— Short task —
Format every line of the entries below as a JSON list of strings, one string per line, and leave out any blank lines.

--- Dataset entries ---

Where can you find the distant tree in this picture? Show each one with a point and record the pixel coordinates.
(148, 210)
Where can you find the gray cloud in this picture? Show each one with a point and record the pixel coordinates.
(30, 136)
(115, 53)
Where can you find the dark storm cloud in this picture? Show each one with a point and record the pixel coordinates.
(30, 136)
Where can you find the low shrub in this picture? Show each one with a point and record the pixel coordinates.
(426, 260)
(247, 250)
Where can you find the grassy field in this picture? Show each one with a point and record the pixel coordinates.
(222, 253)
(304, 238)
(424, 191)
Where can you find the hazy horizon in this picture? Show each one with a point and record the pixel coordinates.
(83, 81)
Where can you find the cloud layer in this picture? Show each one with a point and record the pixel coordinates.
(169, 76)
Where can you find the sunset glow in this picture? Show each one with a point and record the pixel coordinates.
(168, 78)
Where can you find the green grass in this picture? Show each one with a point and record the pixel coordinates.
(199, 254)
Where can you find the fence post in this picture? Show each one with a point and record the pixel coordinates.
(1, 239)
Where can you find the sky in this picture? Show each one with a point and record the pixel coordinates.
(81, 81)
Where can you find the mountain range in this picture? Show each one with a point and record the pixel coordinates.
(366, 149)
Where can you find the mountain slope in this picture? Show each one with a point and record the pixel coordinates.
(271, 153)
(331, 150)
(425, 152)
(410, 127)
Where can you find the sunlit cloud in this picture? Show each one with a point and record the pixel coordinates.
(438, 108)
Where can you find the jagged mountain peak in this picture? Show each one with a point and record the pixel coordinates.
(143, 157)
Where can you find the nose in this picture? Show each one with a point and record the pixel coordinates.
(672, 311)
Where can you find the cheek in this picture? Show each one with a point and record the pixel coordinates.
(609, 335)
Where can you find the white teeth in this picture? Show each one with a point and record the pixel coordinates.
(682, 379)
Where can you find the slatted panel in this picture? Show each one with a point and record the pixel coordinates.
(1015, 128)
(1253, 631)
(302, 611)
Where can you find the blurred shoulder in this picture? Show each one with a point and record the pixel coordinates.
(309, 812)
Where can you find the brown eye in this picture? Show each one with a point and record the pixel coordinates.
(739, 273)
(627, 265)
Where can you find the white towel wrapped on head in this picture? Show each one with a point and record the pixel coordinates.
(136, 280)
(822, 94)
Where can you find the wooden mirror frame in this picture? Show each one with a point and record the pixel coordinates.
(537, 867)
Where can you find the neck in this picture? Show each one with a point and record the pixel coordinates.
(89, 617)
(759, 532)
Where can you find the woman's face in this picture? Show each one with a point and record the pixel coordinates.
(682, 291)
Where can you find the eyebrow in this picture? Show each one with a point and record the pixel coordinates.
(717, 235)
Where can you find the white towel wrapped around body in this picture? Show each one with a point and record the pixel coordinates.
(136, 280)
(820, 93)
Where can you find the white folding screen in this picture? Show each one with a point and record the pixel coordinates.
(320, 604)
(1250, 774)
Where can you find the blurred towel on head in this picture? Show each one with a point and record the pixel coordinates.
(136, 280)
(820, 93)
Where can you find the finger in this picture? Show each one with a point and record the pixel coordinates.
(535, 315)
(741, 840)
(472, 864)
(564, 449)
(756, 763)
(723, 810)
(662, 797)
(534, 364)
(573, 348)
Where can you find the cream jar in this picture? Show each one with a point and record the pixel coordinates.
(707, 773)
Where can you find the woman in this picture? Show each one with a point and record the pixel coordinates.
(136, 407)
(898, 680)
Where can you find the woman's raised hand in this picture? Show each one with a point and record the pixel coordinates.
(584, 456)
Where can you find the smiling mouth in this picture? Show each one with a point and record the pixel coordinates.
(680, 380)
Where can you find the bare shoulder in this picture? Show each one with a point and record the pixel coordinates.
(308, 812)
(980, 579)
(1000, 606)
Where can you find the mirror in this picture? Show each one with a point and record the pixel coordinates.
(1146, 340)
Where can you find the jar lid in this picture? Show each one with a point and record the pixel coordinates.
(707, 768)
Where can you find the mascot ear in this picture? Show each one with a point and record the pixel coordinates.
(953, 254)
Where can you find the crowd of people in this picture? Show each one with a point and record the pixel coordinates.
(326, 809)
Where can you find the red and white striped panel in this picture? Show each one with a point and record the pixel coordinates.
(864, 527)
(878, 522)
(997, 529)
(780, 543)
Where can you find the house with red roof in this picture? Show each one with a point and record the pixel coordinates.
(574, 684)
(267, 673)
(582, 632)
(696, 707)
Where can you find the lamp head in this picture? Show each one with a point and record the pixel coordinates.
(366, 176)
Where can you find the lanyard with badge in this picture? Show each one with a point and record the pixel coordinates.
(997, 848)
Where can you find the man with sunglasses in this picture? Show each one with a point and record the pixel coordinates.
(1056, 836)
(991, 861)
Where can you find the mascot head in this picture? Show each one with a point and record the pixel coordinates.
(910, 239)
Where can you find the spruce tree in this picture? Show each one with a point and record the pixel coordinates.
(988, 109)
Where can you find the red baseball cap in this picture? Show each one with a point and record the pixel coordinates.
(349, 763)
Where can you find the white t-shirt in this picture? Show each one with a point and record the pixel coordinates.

---

— Output below —
[
  "Where can you find the distant tree in this picture? Show each one with a point and record the pixel coordinates.",
  "(148, 210)",
  "Where can you find the gray cloud in this picture? Show each one with a point and record the pixel coordinates.",
  "(30, 136)",
  "(115, 53)",
  "Where can you find the dark storm cloud in this picture? Show each one with a point and record the pixel coordinates.",
  "(30, 136)",
  "Where can you find the low shrub in this picture? Show each one with a point and record the pixel coordinates.",
  "(426, 260)",
  "(247, 250)",
  "Where can you find the grassy field in this picture? Show each one with a point and record the pixel coordinates.",
  "(222, 253)",
  "(304, 238)",
  "(424, 191)",
  "Where can you find the hazy horizon in this picture? Show each one with a point and record the pixel coordinates.",
  "(83, 81)",
  "Where can you find the cloud layer in this picture? Show each one with a point and record the pixel coordinates.",
  "(169, 76)",
  "Where can you find the sunset glow in this picture? Show each one with a point and record the pixel coordinates.",
  "(168, 78)",
  "Where can you find the green grass in this picture? Show each one with a point and record the pixel coordinates.",
  "(199, 254)",
  "Where can you find the fence post in this picture? Show each one with a point and record the pixel coordinates.",
  "(1, 239)",
  "Where can you find the sky in this picture? Show each one with a point and record the pixel coordinates.",
  "(81, 81)",
  "Where can you find the mountain range in this picture? Show each one with a point and record the pixel coordinates.",
  "(366, 149)",
  "Where can you find the mountain slope in this picture? Show each one with a point and record the pixel coordinates.",
  "(271, 153)",
  "(331, 150)",
  "(425, 152)",
  "(410, 127)",
  "Where can you find the sunlit cloud in this picture? Show each one with a point and record the pixel coordinates.",
  "(438, 108)",
  "Where can you find the jagged mountain peak in this picture? Show each one with a point and record the pixel coordinates.",
  "(143, 157)",
  "Where can you find the nose in this picture? Show each one with a point and record the pixel coordinates.",
  "(672, 311)",
  "Where can you find the cheek in this picture? Show each one with a point and record the pixel coordinates.",
  "(609, 335)",
  "Where can you find the white teeth in this picture? Show each one with a point and record the pixel coordinates.",
  "(682, 379)",
  "Where can you find the slatted panel in this picture? Show each one with a point and record the pixel coordinates.",
  "(1015, 128)",
  "(1253, 631)",
  "(302, 611)",
  "Where can you find the blurred shoulder in this picture? Show each one with a point and record the pixel coordinates.",
  "(309, 812)",
  "Where can you find the brown eye in this picture? Show each one with a point and record the pixel coordinates.",
  "(739, 273)",
  "(627, 265)",
  "Where can you find the white towel wrapped on head in this picture? Show each one with a point and record the pixel coordinates.",
  "(136, 280)",
  "(822, 94)",
  "Where can you find the wooden mirror frame in this picture? Show each one with a point and record the pixel coordinates.",
  "(537, 867)",
  "Where can you find the neck in this picture? Show each one with a point and record the pixel coordinates.",
  "(89, 617)",
  "(759, 532)",
  "Where can you find the woman's face in this picture? Show each one with a point and record the pixel coordinates.",
  "(682, 291)",
  "Where can you find the eyebrow in this picture? Show each one with a point and record the pixel coordinates.",
  "(717, 235)",
  "Where can you find the white towel wrapped around body in this picture? Show each one with a point and record the pixel coordinates.",
  "(136, 280)",
  "(820, 93)",
  "Where can you find the white folding screen in this picture? Show each one with a point and record the pixel coordinates.",
  "(320, 604)",
  "(1250, 774)",
  "Where can you find the blurred towel on head in this picture? Show each one with a point and record the pixel coordinates.",
  "(136, 280)",
  "(820, 93)",
  "Where can you find the finger in this picture? Show each one with a point and record the pixel coordinates.",
  "(535, 315)",
  "(741, 840)",
  "(472, 864)",
  "(564, 449)",
  "(756, 763)",
  "(723, 810)",
  "(662, 797)",
  "(534, 364)",
  "(573, 348)",
  "Where can you find the cream jar in this picture? Show each one with a point and record the pixel coordinates.",
  "(707, 773)",
  "Where can you find the woman in this picture? Show each one with a point and record the pixel coordinates.",
  "(136, 407)",
  "(898, 680)",
  "Where can you find the woman's raised hand in this picture? Show each one with a point and record the pixel coordinates.",
  "(584, 456)",
  "Where can you find the smiling mouth in this picture? Show each one with a point and record the pixel coordinates.",
  "(680, 380)",
  "Where can you find the bare shoulder in this picture? Show each one with a point and record the pixel coordinates.",
  "(308, 812)",
  "(980, 579)",
  "(1000, 606)",
  "Where can you find the mirror in this picture? Show each one with a point and record the pixel coordinates.",
  "(1146, 340)",
  "Where can you find the jar lid in this picture? Show each one with a point and record the pixel coordinates.",
  "(707, 768)",
  "Where can you find the mascot ear in this picture? Show each one with a point and record the pixel coordinates.",
  "(953, 254)",
  "Where can you find the crowd of people in this picture? Show each one with a point and record the pixel coordinates.",
  "(326, 809)",
  "Where can you find the red and white striped panel in this picture? Show each one with a point and record the pixel coordinates.",
  "(864, 527)",
  "(878, 522)",
  "(997, 529)",
  "(780, 543)",
  "Where can you find the house with red roof in this picture? Show each one with a point and record the pixel coordinates.",
  "(574, 684)",
  "(267, 673)",
  "(582, 632)",
  "(696, 707)",
  "Where can you find the lamp head in this picture? Show each one with a point and record the pixel coordinates.",
  "(366, 176)",
  "Where can you find the lanyard with badge in this picture? Show each one with a point and record the pixel coordinates.",
  "(997, 848)",
  "Where can you find the man with sunglasses in this picture? Show each one with a point and record the pixel coordinates.",
  "(1056, 836)",
  "(991, 861)",
  "Where can you find the mascot head in this picture? Show each one with a point and record the pixel coordinates.",
  "(910, 239)",
  "Where can you find the spruce tree in this picture? Show each one with a point and record the pixel coordinates.",
  "(988, 109)",
  "Where can you find the red baseball cap in this picture? Show each one with a point and record the pixel coordinates.",
  "(349, 763)",
  "Where can you find the white t-shirt in this picture? Show each one with a point and record the pixel coordinates."
]